Still unsure if Arabica beans are nature’s way of saying humans are supposed to live forever? Well, in addition to maybe preventing liver disease, cancer, and erectile dysfunction, scientists say there’s exciting new proof coffee might make your heart healthier. In findings presented to the American Heart Association yesterday, University of Colorado researchers say they essentially stumbled upon this great news by digging through an important, very-long-running data set on American eating patterns and cardiovascular health.
The plan was to find dietary habits that help mitigate the risk of heart disease — and, according to Time, “one stood out after the analysis.” Per their findings, drinking coffee daily was linked to less heart failure, less stroke, and less coronary heart disease. Subjects who consumed an eight-ounce cup every day lowered their risk of each by 8 percent, 7 percent, and 5 percent, respectively. Moreover, the reduction repeated again with every new cup — all the way up to six.

# [Given entries]
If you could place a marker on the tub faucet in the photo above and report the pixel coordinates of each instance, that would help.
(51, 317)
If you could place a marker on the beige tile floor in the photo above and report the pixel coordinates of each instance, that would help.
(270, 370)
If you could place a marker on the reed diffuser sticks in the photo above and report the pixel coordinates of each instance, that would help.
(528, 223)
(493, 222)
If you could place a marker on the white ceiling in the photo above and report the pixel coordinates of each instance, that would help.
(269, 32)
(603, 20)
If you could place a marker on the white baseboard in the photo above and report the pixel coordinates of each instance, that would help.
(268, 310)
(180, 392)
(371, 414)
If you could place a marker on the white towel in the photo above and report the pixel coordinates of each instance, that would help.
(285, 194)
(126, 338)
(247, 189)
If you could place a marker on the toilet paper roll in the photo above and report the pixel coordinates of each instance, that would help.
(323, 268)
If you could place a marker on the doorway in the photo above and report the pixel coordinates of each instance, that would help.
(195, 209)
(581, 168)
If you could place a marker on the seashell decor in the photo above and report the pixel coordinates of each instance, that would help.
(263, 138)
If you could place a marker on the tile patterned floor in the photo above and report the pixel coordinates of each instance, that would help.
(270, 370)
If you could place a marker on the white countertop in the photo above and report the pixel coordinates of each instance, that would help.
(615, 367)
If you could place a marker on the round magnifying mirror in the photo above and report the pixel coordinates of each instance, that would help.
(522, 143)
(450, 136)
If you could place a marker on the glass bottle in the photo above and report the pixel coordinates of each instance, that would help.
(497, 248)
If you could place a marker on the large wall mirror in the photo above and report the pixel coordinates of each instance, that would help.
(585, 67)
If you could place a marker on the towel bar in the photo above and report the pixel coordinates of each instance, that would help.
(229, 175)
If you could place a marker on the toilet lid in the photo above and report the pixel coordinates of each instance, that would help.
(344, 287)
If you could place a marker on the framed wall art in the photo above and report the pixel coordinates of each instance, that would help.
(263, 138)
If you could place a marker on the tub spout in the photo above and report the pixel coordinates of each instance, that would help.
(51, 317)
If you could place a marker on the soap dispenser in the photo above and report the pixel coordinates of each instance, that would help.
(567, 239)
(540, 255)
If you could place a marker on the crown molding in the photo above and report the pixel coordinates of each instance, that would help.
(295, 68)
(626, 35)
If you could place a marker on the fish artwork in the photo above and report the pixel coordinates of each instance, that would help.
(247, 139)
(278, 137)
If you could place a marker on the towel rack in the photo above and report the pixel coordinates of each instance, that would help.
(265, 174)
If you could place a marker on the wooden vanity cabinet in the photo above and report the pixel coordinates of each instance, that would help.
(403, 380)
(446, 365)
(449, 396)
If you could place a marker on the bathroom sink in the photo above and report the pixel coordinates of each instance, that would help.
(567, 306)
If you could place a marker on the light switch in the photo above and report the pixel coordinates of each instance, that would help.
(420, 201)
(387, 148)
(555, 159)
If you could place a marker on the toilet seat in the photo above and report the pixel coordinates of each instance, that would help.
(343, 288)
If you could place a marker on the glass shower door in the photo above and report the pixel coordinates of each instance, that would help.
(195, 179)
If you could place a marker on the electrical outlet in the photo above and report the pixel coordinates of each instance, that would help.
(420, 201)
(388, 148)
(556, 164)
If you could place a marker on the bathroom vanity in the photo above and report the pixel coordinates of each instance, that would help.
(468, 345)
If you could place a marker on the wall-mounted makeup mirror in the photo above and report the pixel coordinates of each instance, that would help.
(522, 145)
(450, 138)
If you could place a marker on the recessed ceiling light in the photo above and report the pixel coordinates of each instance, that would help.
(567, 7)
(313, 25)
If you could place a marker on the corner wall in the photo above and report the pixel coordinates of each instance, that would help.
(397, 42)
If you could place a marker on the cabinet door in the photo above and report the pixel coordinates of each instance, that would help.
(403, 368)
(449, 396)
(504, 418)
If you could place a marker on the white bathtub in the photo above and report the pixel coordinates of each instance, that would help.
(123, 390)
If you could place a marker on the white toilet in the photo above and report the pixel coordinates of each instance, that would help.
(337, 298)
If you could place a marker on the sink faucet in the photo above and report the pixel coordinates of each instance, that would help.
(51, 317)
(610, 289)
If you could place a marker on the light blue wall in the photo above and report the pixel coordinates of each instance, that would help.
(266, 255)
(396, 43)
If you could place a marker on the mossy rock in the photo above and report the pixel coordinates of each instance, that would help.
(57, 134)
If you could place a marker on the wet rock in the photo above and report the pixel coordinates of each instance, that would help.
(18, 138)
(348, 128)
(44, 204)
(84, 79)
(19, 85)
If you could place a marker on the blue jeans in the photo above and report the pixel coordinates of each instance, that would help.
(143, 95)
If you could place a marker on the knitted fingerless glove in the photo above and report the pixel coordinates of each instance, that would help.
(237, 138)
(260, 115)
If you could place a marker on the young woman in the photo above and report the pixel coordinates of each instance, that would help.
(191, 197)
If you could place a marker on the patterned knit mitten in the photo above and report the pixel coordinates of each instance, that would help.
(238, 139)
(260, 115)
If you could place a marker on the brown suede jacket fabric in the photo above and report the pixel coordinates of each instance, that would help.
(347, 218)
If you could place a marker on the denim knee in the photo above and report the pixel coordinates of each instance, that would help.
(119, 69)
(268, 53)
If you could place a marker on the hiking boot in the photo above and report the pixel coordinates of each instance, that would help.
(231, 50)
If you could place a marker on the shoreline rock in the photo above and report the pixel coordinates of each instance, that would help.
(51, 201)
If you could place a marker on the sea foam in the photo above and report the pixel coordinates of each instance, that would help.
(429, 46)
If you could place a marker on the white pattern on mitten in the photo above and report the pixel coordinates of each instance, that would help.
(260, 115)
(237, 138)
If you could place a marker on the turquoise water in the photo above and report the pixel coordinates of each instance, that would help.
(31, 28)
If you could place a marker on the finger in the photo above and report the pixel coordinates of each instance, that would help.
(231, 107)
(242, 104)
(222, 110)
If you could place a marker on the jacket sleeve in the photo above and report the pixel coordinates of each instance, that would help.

# [To do]
From the coffee article, write out the part that opens with the words containing "Still unsure if" and closes with "and cardiovascular health.", word for word. The data has no role in this exercise.

# [Answer to this problem]
Still unsure if Arabica beans are nature’s way of saying humans are supposed to live forever? Well, in addition to maybe preventing liver disease, cancer, and erectile dysfunction, scientists say there’s exciting new proof coffee might make your heart healthier. In findings presented to the American Heart Association yesterday, University of Colorado researchers say they essentially stumbled upon this great news by digging through an important, very-long-running data set on American eating patterns and cardiovascular health.